▸ Exercise aim
Put everything in the data from the line containing "I bet you can't find the pink" down to the line containing "[452, 176, 542, 309]", both included, into a Markdown table. Use a Row column for each line's number and a Line column for the line itself, and skip any blank lines.
- - -
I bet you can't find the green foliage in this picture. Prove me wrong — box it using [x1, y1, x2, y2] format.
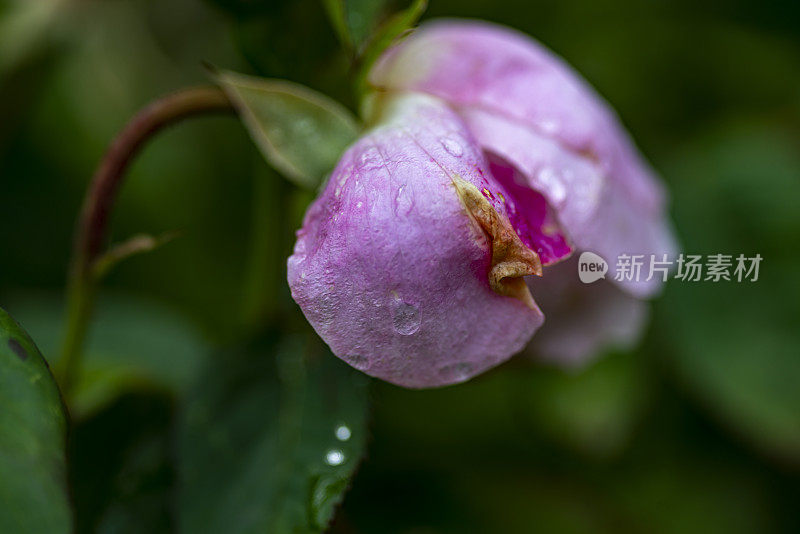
[0, 309, 72, 534]
[218, 72, 358, 189]
[178, 336, 368, 534]
[661, 125, 800, 465]
[7, 295, 205, 418]
[516, 353, 652, 457]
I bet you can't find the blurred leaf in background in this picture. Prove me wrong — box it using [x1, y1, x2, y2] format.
[0, 308, 72, 534]
[0, 0, 800, 534]
[178, 334, 368, 534]
[9, 293, 206, 419]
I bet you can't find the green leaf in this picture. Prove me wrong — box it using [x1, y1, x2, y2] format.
[323, 0, 396, 55]
[92, 232, 177, 280]
[654, 124, 800, 465]
[178, 337, 368, 534]
[69, 392, 175, 534]
[0, 309, 72, 534]
[9, 294, 205, 419]
[0, 0, 64, 80]
[356, 0, 428, 96]
[217, 72, 359, 189]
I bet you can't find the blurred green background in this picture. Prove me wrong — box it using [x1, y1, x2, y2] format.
[0, 0, 800, 534]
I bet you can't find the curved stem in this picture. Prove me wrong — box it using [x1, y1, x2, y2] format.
[56, 86, 233, 396]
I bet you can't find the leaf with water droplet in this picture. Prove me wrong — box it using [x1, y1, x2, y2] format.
[178, 334, 369, 534]
[0, 309, 72, 534]
[217, 72, 360, 189]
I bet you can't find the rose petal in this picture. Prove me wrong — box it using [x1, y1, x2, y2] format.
[288, 95, 543, 387]
[525, 256, 649, 367]
[370, 21, 677, 296]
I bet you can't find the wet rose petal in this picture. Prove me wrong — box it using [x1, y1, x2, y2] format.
[288, 95, 543, 387]
[370, 21, 677, 297]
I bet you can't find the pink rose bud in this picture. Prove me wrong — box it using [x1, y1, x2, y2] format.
[288, 22, 675, 387]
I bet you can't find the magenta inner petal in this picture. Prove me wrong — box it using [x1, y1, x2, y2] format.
[484, 155, 573, 265]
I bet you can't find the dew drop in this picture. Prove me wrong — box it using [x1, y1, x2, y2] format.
[325, 449, 345, 465]
[334, 425, 351, 441]
[359, 148, 383, 171]
[394, 299, 421, 336]
[442, 137, 464, 158]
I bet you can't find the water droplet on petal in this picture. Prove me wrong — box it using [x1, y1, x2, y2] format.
[359, 148, 383, 171]
[325, 449, 345, 465]
[439, 362, 472, 382]
[442, 137, 464, 158]
[394, 299, 421, 336]
[342, 354, 369, 371]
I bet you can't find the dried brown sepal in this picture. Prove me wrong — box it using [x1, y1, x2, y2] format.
[452, 176, 542, 309]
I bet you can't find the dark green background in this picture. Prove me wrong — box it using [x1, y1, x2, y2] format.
[0, 0, 800, 533]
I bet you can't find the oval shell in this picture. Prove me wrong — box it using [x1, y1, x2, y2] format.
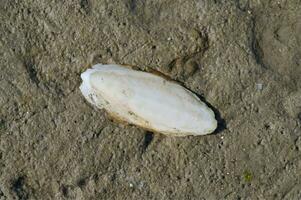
[80, 64, 217, 136]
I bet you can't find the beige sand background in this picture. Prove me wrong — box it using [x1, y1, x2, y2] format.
[0, 0, 301, 200]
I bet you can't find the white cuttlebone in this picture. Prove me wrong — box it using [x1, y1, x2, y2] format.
[80, 64, 217, 136]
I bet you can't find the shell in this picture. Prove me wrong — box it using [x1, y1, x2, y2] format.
[80, 64, 217, 136]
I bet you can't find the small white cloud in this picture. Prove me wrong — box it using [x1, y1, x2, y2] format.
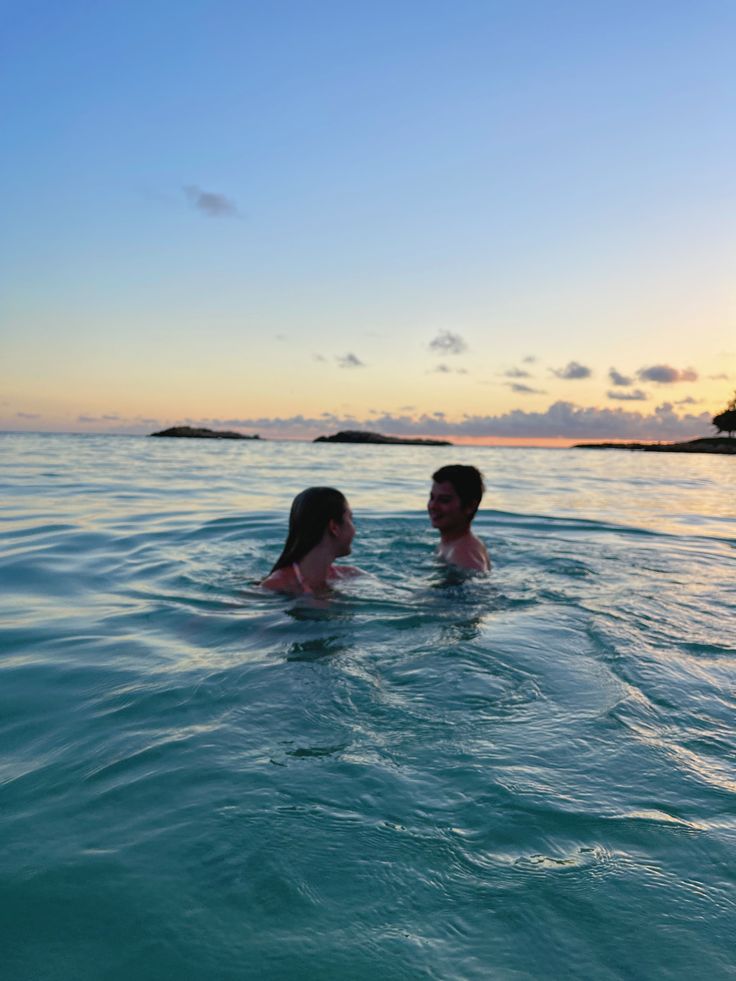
[336, 352, 365, 368]
[507, 382, 545, 395]
[608, 368, 634, 386]
[184, 184, 238, 218]
[429, 330, 468, 354]
[637, 364, 698, 385]
[552, 361, 591, 381]
[607, 383, 649, 402]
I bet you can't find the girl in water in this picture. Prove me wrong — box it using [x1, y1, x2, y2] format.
[261, 487, 360, 593]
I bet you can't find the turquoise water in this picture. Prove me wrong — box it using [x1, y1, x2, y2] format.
[0, 435, 736, 981]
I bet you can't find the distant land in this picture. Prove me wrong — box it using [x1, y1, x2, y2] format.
[573, 436, 736, 453]
[312, 429, 452, 446]
[150, 426, 261, 439]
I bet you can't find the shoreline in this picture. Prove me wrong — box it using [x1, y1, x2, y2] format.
[572, 436, 736, 456]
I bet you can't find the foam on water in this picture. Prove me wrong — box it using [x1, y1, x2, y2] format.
[0, 436, 736, 981]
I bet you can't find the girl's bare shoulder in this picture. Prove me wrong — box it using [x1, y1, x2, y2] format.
[261, 566, 299, 593]
[330, 565, 365, 579]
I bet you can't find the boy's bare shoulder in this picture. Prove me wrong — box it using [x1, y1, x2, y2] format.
[439, 533, 491, 572]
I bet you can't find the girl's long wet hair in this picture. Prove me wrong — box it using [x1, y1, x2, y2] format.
[271, 487, 348, 572]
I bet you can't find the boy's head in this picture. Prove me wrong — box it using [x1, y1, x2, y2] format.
[432, 463, 486, 521]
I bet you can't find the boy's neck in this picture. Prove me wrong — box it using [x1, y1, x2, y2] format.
[440, 522, 472, 545]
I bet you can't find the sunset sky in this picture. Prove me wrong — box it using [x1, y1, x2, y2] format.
[0, 0, 736, 442]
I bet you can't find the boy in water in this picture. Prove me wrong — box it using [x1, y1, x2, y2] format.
[427, 463, 491, 572]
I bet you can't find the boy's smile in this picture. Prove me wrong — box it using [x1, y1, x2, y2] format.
[427, 480, 473, 535]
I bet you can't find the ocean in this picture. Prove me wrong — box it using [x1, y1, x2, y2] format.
[0, 434, 736, 981]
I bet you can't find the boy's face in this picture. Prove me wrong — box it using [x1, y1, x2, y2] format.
[427, 480, 473, 532]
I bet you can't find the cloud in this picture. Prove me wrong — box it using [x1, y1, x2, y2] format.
[336, 352, 365, 368]
[508, 382, 544, 395]
[184, 184, 238, 218]
[636, 364, 698, 385]
[429, 330, 468, 354]
[608, 368, 634, 385]
[606, 382, 649, 402]
[427, 362, 468, 375]
[552, 361, 591, 381]
[198, 401, 712, 440]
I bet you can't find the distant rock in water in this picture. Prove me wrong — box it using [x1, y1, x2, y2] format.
[151, 426, 261, 439]
[573, 436, 736, 453]
[314, 429, 452, 446]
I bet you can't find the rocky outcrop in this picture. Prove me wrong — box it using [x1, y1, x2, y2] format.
[314, 429, 452, 446]
[151, 426, 261, 439]
[573, 436, 736, 453]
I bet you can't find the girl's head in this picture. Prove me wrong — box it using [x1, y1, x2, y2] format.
[271, 487, 353, 572]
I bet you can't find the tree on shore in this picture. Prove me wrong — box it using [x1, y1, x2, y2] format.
[713, 393, 736, 438]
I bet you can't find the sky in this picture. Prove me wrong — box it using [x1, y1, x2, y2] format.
[0, 0, 736, 443]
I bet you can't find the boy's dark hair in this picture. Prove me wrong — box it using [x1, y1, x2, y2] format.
[432, 463, 486, 519]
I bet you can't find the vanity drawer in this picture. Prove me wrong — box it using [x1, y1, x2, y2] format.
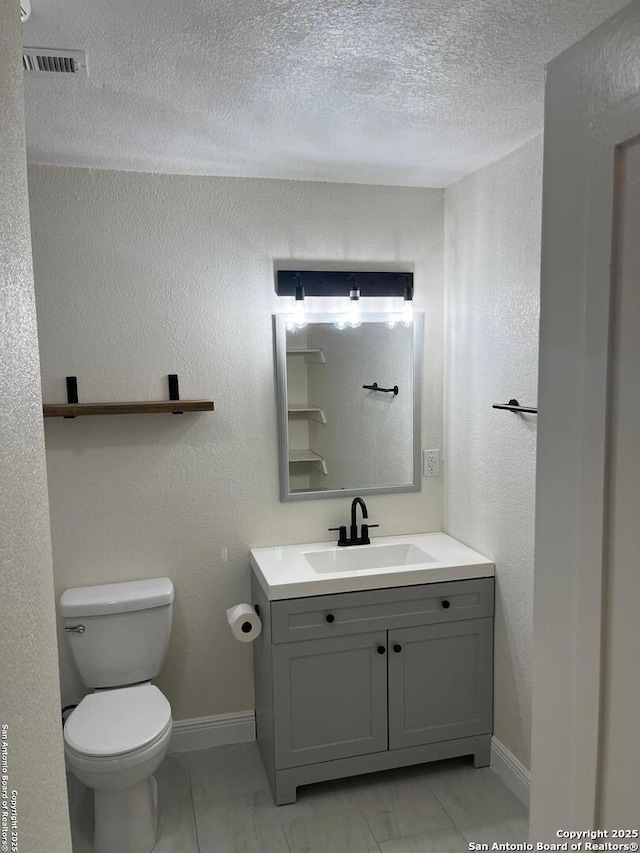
[271, 578, 493, 643]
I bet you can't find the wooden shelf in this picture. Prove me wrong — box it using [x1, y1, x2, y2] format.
[289, 448, 328, 474]
[288, 403, 327, 424]
[42, 400, 213, 418]
[287, 347, 327, 364]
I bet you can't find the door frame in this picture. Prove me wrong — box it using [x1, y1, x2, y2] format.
[530, 0, 640, 841]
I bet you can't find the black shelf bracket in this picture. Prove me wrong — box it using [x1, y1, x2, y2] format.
[493, 399, 538, 415]
[167, 373, 184, 415]
[65, 376, 78, 420]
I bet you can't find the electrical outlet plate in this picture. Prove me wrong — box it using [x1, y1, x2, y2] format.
[422, 450, 440, 477]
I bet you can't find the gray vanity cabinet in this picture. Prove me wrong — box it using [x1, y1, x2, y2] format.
[389, 619, 493, 749]
[273, 631, 387, 767]
[252, 575, 493, 805]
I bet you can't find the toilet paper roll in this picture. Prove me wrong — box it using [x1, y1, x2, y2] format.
[227, 604, 262, 643]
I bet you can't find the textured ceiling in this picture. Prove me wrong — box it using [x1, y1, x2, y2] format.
[23, 0, 626, 186]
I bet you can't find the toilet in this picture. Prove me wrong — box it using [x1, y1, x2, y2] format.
[60, 578, 174, 853]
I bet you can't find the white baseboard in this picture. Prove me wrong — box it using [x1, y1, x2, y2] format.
[491, 736, 531, 809]
[169, 711, 256, 752]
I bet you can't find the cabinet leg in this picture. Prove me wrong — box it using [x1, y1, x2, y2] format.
[273, 773, 298, 806]
[473, 735, 491, 767]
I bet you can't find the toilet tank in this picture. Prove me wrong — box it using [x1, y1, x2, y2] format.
[60, 578, 174, 688]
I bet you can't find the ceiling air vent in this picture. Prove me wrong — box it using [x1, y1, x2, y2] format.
[22, 47, 89, 77]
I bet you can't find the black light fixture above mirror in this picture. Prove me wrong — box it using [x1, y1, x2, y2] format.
[276, 270, 413, 302]
[276, 270, 413, 330]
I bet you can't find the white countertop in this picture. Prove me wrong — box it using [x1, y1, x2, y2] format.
[249, 533, 494, 601]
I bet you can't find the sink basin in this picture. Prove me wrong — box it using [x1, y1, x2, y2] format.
[302, 544, 435, 574]
[249, 533, 493, 601]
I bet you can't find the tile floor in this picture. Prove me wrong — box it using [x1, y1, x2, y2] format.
[69, 743, 528, 853]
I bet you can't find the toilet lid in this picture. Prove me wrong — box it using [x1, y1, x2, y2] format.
[64, 684, 171, 756]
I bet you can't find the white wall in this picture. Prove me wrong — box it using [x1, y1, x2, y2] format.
[29, 167, 443, 719]
[445, 137, 542, 767]
[0, 0, 71, 853]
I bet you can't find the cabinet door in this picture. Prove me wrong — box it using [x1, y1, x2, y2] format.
[273, 631, 387, 770]
[389, 619, 493, 749]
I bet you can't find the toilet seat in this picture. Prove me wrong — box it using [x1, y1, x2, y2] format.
[64, 682, 171, 759]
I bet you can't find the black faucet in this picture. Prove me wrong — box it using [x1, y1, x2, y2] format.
[329, 498, 380, 547]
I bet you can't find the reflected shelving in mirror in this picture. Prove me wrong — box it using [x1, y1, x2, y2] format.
[274, 312, 423, 500]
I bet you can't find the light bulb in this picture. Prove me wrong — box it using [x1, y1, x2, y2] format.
[347, 290, 362, 329]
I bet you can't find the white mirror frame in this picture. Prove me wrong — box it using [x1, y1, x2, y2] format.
[273, 313, 423, 502]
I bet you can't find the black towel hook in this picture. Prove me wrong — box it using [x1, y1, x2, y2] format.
[362, 382, 398, 397]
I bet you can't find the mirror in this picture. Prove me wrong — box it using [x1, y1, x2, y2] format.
[274, 314, 422, 501]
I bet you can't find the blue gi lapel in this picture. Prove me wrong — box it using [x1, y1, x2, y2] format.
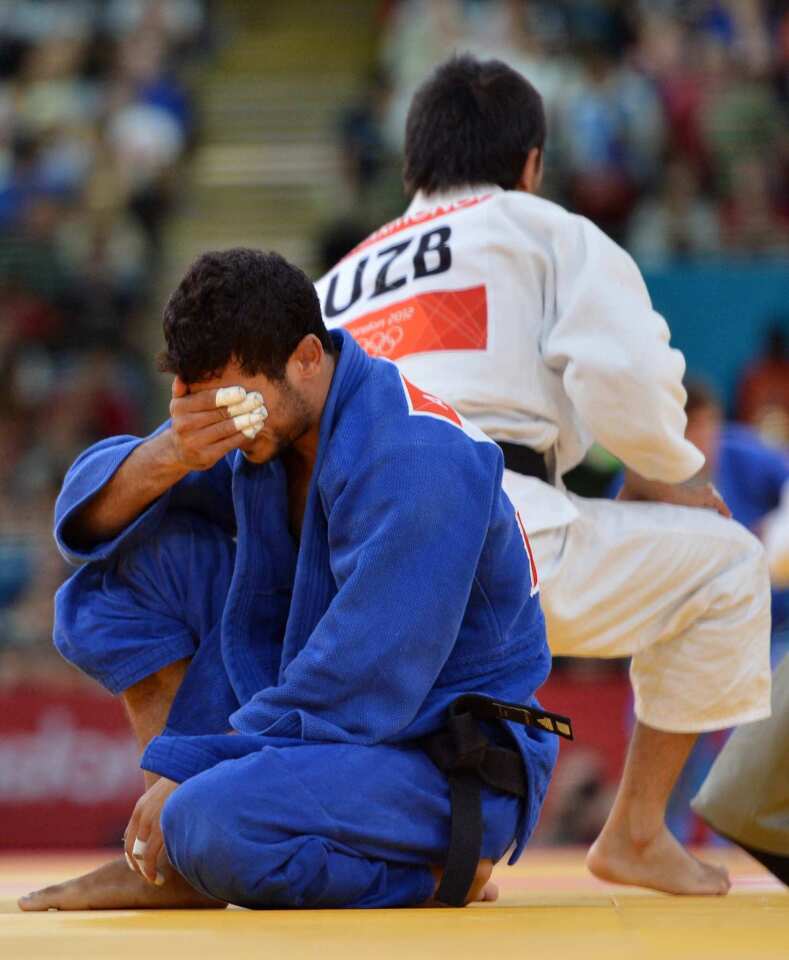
[222, 454, 296, 703]
[280, 330, 373, 679]
[222, 331, 372, 704]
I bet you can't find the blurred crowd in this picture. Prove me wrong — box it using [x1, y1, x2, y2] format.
[0, 0, 208, 684]
[340, 0, 789, 263]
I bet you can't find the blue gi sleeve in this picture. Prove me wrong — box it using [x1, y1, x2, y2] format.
[230, 441, 501, 744]
[55, 421, 234, 566]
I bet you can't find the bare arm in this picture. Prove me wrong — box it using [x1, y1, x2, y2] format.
[65, 377, 258, 546]
[617, 468, 731, 517]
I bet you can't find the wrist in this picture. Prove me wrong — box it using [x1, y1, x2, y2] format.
[146, 427, 191, 487]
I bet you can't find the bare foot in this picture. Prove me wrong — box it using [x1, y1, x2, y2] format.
[586, 825, 731, 896]
[422, 860, 499, 907]
[19, 858, 227, 910]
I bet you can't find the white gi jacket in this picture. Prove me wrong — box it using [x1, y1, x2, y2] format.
[317, 185, 704, 533]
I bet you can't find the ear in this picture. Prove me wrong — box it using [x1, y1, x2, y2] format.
[515, 147, 542, 193]
[288, 333, 324, 380]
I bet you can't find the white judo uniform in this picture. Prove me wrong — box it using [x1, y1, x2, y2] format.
[317, 186, 770, 732]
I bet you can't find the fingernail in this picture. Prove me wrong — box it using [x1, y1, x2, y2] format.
[214, 387, 247, 407]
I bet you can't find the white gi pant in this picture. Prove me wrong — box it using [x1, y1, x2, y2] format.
[529, 492, 770, 733]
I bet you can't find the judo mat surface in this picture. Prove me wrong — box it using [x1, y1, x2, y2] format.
[0, 848, 789, 960]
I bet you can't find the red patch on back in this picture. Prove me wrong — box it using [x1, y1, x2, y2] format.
[400, 373, 463, 430]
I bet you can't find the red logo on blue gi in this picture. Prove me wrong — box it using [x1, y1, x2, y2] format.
[400, 373, 463, 430]
[515, 510, 540, 597]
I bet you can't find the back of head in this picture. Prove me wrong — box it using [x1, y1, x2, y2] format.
- - -
▸ Answer to the task
| Row | Line |
|---|---|
| 1 | I bet you can't find the pink rose bud in this picture. Prove me wrong — box it using [x1, y1, x2, y2] format. |
| 2 | [288, 22, 675, 387] |
| 3 | I bet you can't find the magenta inner petal in this picture. Prove me wrong — box it using [x1, y1, x2, y2] format. |
| 4 | [484, 155, 573, 265] |
| 5 | I bet you can't find the dew drop in this picture. Prove me wrong — box it using [x1, y1, x2, y2] format. |
| 6 | [325, 449, 345, 465] |
| 7 | [334, 425, 351, 441] |
| 8 | [359, 148, 383, 171] |
| 9 | [394, 299, 421, 336] |
| 10 | [442, 137, 464, 158] |
| 11 | I bet you can't find the water droplet on petal in this picture. Prove me wrong — box it using [x1, y1, x2, y2] format. |
| 12 | [359, 148, 383, 171] |
| 13 | [325, 449, 345, 465] |
| 14 | [439, 362, 472, 382] |
| 15 | [442, 137, 464, 158] |
| 16 | [394, 299, 421, 336] |
| 17 | [342, 354, 369, 371] |
| 18 | I bet you can't find the dried brown sepal in this picture. Prove me wrong — box it using [x1, y1, x2, y2] format. |
| 19 | [452, 176, 542, 309] |